Collected data:
___

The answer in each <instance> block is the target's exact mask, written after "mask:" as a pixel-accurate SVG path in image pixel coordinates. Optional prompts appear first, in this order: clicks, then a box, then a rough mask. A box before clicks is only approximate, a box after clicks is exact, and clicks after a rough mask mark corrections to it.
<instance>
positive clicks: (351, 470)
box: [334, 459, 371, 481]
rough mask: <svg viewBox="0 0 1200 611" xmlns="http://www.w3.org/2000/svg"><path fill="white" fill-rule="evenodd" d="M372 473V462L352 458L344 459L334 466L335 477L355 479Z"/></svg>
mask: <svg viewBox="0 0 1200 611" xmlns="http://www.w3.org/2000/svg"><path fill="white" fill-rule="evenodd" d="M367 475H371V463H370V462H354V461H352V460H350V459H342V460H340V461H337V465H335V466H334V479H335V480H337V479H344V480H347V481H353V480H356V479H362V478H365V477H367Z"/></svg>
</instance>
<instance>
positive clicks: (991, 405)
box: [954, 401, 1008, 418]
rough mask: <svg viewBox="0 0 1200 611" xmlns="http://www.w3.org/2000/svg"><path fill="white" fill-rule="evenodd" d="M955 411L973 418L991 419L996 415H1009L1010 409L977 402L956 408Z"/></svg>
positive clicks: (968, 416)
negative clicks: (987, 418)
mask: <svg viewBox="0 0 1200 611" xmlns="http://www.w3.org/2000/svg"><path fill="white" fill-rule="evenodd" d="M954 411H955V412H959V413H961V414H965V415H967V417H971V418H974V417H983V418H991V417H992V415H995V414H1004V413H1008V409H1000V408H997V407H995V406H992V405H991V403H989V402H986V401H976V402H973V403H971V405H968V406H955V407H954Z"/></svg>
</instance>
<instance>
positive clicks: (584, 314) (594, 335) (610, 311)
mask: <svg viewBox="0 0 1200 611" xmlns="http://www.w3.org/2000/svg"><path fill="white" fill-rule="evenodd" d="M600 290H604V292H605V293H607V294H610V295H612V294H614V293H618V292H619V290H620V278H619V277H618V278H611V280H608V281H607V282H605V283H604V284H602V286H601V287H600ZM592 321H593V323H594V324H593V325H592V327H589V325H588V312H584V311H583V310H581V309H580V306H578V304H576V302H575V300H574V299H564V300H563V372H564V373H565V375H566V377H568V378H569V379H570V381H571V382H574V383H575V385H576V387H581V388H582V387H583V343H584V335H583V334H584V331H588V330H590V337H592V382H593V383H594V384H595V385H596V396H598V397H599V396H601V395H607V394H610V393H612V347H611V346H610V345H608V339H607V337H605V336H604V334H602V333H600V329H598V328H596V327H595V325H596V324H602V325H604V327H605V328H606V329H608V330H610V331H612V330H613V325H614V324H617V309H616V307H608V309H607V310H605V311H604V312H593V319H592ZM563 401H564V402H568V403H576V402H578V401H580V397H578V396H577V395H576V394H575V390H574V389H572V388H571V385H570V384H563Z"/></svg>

___

**What the task requires:** Exactly as they are written, print the entries again.

**Reply:**
The answer in each <instance> block is the target's exact mask, written after "mask:" as a pixel-accurate SVG path in image pixel coordinates. Optional prompts appear first, in this order: clicks, then a box, then a rough mask. A box before clicks is only approximate, a box after clicks is exact, and clicks after a rough mask mark corrections to it.
<instance>
positive clicks: (351, 470)
box: [334, 459, 371, 481]
rough mask: <svg viewBox="0 0 1200 611" xmlns="http://www.w3.org/2000/svg"><path fill="white" fill-rule="evenodd" d="M372 473V462L352 458L344 459L334 466L335 477L355 479Z"/></svg>
mask: <svg viewBox="0 0 1200 611" xmlns="http://www.w3.org/2000/svg"><path fill="white" fill-rule="evenodd" d="M367 475H371V463H370V462H354V461H352V460H350V459H342V460H340V461H337V465H335V466H334V479H335V480H337V479H344V480H347V481H353V480H356V479H362V478H365V477H367Z"/></svg>
</instance>
<instance>
positive clicks: (991, 405)
box: [954, 401, 1008, 418]
rough mask: <svg viewBox="0 0 1200 611" xmlns="http://www.w3.org/2000/svg"><path fill="white" fill-rule="evenodd" d="M955 411L973 418L991 419L996 415H1009L1010 409L977 402L956 408Z"/></svg>
positive clicks: (968, 416)
negative clicks: (987, 418)
mask: <svg viewBox="0 0 1200 611" xmlns="http://www.w3.org/2000/svg"><path fill="white" fill-rule="evenodd" d="M954 411H955V412H959V413H961V414H965V415H967V417H971V418H974V417H983V418H991V417H992V415H995V414H1004V413H1008V409H1000V408H997V407H995V406H992V405H991V403H989V402H986V401H976V402H973V403H971V405H968V406H955V407H954Z"/></svg>
</instance>
<instance>
positive clicks: (584, 314) (594, 335) (610, 311)
mask: <svg viewBox="0 0 1200 611" xmlns="http://www.w3.org/2000/svg"><path fill="white" fill-rule="evenodd" d="M600 290H604V292H605V293H607V294H610V295H612V294H614V293H618V292H619V290H620V278H619V277H618V278H611V280H608V281H607V282H605V283H604V284H602V286H601V287H600ZM592 321H593V323H594V324H593V325H592V327H589V325H588V312H584V311H583V310H581V309H580V306H578V304H576V302H575V300H574V299H564V300H563V372H564V373H565V375H566V377H568V378H569V379H570V381H571V382H574V383H575V385H576V387H581V388H582V387H583V343H584V335H583V334H584V331H588V330H590V337H592V382H593V383H594V384H595V385H596V396H598V397H599V396H601V395H607V394H610V393H612V347H611V346H610V345H608V339H607V337H605V336H604V334H602V333H600V329H598V328H596V327H595V325H596V324H602V325H604V327H605V328H606V329H608V330H610V331H612V330H613V325H614V324H617V309H616V307H608V309H607V310H605V311H604V312H593V319H592ZM563 401H564V402H568V403H576V402H578V401H580V397H578V396H577V395H576V394H575V390H574V389H572V388H571V385H570V384H563Z"/></svg>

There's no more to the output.